[Passage]

───

The girl’s sister has contracted dengue fever too.

Not a Salesman

murray was in Bhutan on Friday August 18, 2006

I had a phone conference with the Chief Technology Officer of a major international development organisation last night after emailing her on Monday morning for the first time. I assumed that the quick response meant that they needed my help with their collaboration strategy and they knew it. Somehow, that didn’t come out in the meeting. I’ve had a bad cold for the last week so that may excuse my lack of control of the conversation, but only partially.

It started badly with 30 minutes of trying to catch them, which should have showed immediately that there was room for improvement. The late start meant that we jumped straight into business without building up any kind of rapore. I felt more like a hawker than someone trying to help them with their business. I knew another problem going in – that they have their own large IT organisation and would probably feel that they could take care of everything without my help. That gave me only a short time to find their need and convince them that I could help. In the half hour we talked, they gave me plenty of the kind of data I wanted (preplanned questions helped) but I wasn’t able to formulate that into a coherent argument for creating a strategy until a couple of hours after they’d dismissed me.

Worse, I gave them every reason to think that I was unprepared – unfocused introduction, forgot names of key products and listed all potential services rather than focusing on what they could use or saying that I’d come back to them.

Well, all is not lost. They think that it might be worth looking at Asia only at first and will pass my details on to the Asia contact, I can still send them my arguments written coherently, and most of all, I can learn from the experience.

Visit to War Shrine

murray was in Bhutan on Monday August 14, 2006

Why do China and Korea have such a problem with Koizumi-san visiting a war memorial? Every year the Australian Prime Minister attends a war memorial on Anzac Day, yet I don’t hear the Turks complaining. In 2005, he even attended a memorial for Australian soldiers in Turkey itself. I assume that the Turkish leader does the same on some day meaningful to them, and I completely respect that right.

───

[Information provided]
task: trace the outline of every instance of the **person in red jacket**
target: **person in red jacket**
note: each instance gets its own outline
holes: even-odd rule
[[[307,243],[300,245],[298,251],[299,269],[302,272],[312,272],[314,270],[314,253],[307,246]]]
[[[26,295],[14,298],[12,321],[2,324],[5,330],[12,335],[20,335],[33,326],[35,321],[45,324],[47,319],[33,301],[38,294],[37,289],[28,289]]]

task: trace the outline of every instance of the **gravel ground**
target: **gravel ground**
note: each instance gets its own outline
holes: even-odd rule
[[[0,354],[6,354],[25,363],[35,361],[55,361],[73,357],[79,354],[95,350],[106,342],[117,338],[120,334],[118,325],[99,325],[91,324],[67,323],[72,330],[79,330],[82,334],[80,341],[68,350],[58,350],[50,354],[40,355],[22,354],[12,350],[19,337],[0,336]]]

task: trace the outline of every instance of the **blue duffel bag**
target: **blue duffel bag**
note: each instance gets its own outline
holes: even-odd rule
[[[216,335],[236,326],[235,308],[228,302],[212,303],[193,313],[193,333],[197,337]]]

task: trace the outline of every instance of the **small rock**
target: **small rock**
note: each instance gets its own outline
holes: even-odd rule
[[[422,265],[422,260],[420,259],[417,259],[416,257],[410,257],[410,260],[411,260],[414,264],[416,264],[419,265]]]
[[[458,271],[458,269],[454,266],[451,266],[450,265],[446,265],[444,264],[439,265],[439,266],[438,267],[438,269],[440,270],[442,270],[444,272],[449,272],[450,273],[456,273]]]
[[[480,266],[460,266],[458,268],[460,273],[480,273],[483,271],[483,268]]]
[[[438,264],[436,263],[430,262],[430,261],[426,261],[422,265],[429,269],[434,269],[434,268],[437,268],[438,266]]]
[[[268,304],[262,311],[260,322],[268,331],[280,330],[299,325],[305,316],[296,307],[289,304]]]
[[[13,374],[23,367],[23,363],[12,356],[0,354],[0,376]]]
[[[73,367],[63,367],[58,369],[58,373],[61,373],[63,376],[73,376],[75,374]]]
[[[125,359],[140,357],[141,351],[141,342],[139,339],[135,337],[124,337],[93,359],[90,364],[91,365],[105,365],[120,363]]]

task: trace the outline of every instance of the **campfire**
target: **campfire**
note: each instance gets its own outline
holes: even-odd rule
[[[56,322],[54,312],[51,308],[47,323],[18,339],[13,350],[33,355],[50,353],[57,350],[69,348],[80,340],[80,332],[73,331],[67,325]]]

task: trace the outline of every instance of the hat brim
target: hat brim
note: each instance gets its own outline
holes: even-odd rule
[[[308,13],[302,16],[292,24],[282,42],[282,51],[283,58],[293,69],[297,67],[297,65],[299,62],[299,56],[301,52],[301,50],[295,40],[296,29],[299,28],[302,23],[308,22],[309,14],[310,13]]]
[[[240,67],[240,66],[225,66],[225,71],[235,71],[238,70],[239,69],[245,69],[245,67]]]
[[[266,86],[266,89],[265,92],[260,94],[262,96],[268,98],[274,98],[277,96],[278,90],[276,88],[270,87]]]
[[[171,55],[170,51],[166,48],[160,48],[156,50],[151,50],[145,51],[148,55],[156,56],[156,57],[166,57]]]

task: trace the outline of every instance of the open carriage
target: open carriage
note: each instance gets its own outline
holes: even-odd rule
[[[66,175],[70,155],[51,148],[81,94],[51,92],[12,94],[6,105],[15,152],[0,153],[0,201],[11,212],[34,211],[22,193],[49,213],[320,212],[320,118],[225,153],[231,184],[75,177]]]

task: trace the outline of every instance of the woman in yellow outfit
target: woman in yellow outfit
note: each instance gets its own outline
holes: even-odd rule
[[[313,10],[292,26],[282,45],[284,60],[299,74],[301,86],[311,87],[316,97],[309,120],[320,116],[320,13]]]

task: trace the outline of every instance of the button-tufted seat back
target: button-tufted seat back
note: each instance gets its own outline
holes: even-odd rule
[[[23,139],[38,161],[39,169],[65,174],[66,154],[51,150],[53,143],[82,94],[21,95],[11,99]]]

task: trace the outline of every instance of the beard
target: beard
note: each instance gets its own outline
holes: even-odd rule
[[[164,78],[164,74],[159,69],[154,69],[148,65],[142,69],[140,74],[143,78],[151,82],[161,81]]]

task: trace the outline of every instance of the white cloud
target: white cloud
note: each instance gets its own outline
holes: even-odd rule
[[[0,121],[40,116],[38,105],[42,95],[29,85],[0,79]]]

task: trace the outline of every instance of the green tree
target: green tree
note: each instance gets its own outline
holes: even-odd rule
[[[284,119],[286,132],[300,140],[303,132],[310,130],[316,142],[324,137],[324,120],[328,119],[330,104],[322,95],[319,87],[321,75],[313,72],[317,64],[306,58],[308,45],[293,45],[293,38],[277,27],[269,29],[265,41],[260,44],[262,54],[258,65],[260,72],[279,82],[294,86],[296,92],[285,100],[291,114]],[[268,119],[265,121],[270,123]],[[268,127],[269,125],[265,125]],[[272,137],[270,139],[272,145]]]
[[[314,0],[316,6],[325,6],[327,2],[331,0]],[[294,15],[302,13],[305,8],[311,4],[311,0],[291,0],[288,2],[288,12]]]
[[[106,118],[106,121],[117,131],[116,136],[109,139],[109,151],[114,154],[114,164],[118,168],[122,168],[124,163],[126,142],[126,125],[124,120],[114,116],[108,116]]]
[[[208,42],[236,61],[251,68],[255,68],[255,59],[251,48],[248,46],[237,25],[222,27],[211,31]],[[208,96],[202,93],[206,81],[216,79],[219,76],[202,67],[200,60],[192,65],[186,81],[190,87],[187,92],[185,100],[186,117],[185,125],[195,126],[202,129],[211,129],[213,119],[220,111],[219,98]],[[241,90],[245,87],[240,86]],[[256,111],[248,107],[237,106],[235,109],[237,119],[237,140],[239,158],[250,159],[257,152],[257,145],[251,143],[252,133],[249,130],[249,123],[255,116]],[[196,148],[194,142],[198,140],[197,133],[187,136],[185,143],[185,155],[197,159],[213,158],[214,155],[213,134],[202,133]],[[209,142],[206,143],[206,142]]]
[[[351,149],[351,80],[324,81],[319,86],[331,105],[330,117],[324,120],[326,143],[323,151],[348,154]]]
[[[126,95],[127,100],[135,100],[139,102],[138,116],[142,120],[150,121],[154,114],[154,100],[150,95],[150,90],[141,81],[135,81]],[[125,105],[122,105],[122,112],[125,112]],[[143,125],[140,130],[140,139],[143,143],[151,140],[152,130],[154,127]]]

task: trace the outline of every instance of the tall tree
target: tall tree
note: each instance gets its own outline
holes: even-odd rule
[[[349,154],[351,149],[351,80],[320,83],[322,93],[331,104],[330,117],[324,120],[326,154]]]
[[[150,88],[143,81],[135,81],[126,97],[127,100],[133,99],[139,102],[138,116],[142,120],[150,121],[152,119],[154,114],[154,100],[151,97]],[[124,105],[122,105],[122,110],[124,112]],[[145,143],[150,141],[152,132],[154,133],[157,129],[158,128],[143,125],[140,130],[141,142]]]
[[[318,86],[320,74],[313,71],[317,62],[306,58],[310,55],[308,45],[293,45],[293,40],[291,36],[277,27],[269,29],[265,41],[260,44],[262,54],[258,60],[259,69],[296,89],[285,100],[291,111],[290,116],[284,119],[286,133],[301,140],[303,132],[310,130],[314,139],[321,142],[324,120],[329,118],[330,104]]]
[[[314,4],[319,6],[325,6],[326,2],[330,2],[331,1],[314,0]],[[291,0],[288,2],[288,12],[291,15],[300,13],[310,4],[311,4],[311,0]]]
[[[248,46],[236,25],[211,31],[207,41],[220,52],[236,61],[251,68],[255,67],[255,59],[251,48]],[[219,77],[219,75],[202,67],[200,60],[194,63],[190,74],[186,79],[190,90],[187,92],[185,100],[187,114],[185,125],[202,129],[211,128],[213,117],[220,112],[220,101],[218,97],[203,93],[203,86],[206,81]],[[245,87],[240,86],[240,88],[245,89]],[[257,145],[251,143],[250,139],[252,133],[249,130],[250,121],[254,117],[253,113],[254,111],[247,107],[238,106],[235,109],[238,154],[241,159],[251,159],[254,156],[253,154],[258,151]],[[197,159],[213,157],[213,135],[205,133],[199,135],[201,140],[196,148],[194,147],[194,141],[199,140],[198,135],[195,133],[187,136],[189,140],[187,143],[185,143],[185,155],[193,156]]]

───

[Activities]
1. Name the things that, according to the writer of the blog excerpt, gave the development organization every reason to think the writer was unprepared.
2. Write the next part of the blog excerpt's post about the war shrine visit, starting after its final sentence.

[Responses per task]
1.
- An unfocused introduction
- Forgetting the names of key products
- Listing all potential services instead of focusing on what the organization could use or saying the writer would come back to them

2.
Some Japanese may have committed ‘war crimes’ according to our view of right, but they’re only considered war crimes because Japan lost the last war. Crimes are defined by the winners, just as history is written by the winners. I’m ignorant of such things, but if there is a global agreement to the ‘honourable’ conduct of war, I can’t imagine that the Japanese signed it before they invaded China or Korea. Their culture was different and they valued life in a different way.

Does China do better now in Tibet?

Does China forget that they tried to invade Japan in the past?

Aren’t Hiroshima and Nagasaki prime examples of war crimes made against the Japanese?

Japan as a nation has moved on. They embrace peace. They shout louder than anyone against nuclear weapons. Their people take to the streets to object to the visit themselves – not because they don’t respect their own war heroes, but because they don’t want to upset China and Korea. That more than anything shows how the Japanese have changed and I for one regret the loss of pride, even as I respect their courage.

I would call for Japan to update their history books to reflect their own actions in war truthfully, which I believe is already happening, but I don’t see how supressing memories of the war and their own losses amounts to anything other than further oppression.

Japanese leaders owe it to their own people to remember the people their predecessors sent to death.

Do the Chinese and Korean leaders not mourn their own losses in war? If not, aren’t they the real criminals?